# Problem
Format the lines of the records from the line with "framed wall art -> box" through the line with "Example output: (195, 31), (539, 138)", both included, as a numbered list, leaving out any blank lines.

# Provided entries

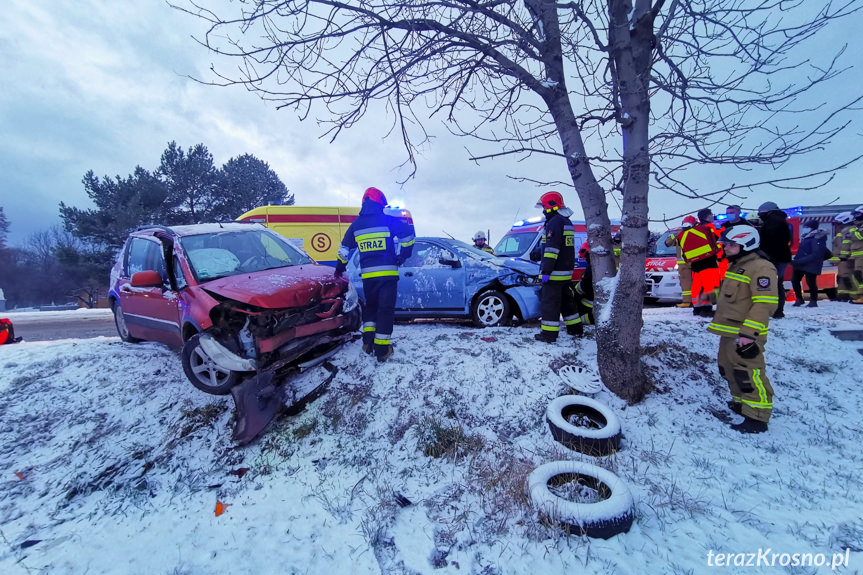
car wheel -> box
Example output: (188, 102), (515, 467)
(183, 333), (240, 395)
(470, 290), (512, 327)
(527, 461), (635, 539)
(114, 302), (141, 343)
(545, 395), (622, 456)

* * *

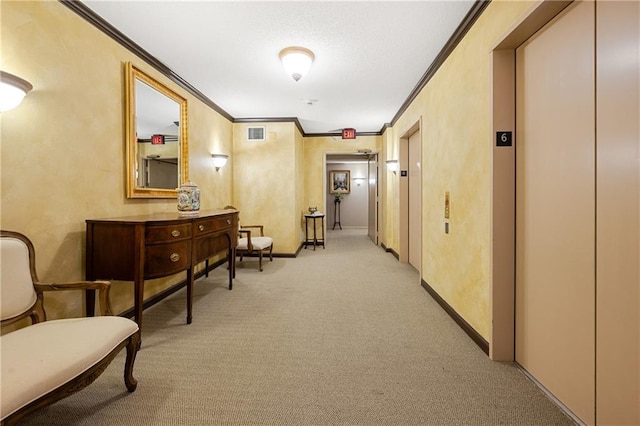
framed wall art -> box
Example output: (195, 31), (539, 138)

* * *

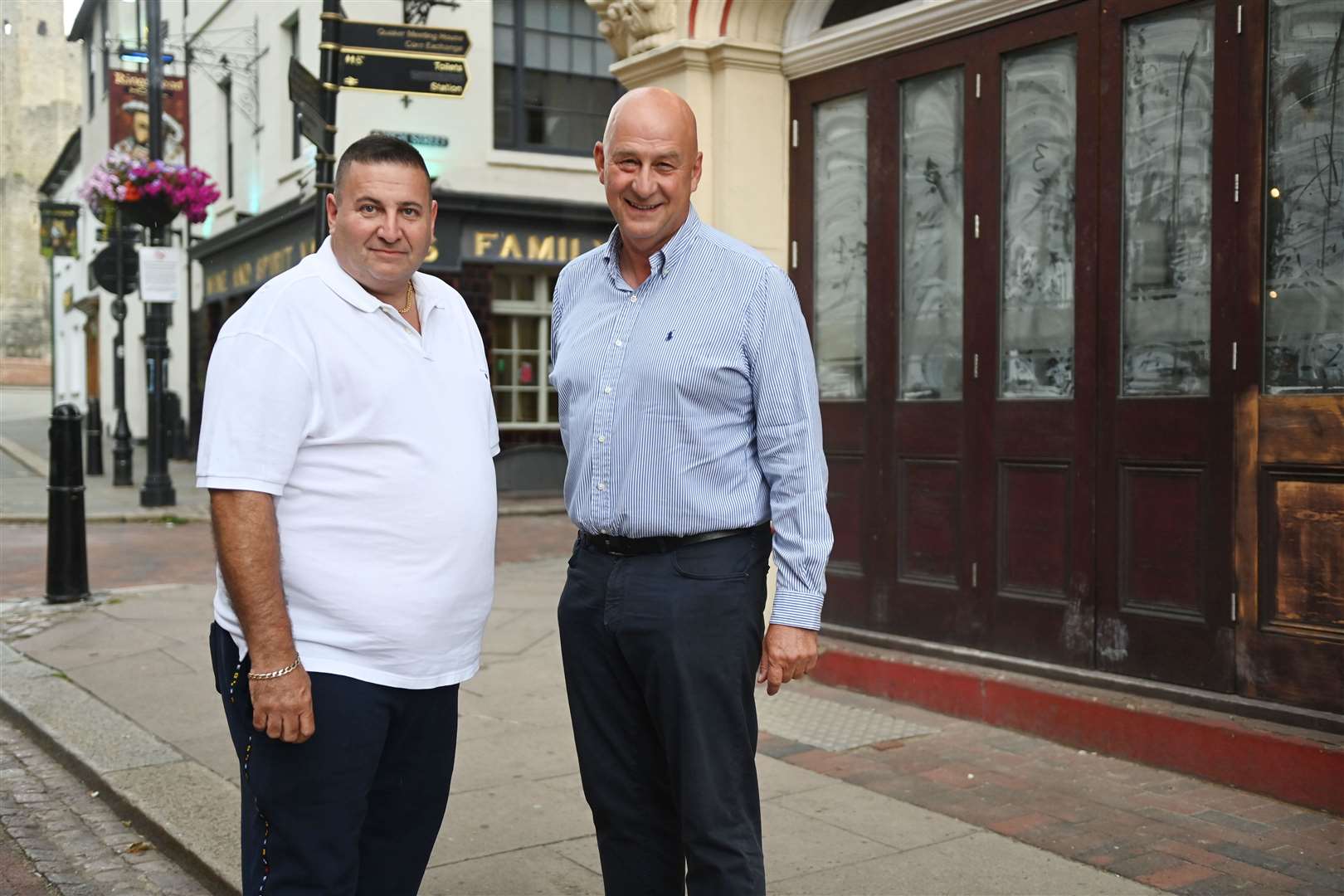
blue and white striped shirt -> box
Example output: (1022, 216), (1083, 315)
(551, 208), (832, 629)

# Correct answer
1. framed wall art -> box
2. Example output: (195, 31), (539, 138)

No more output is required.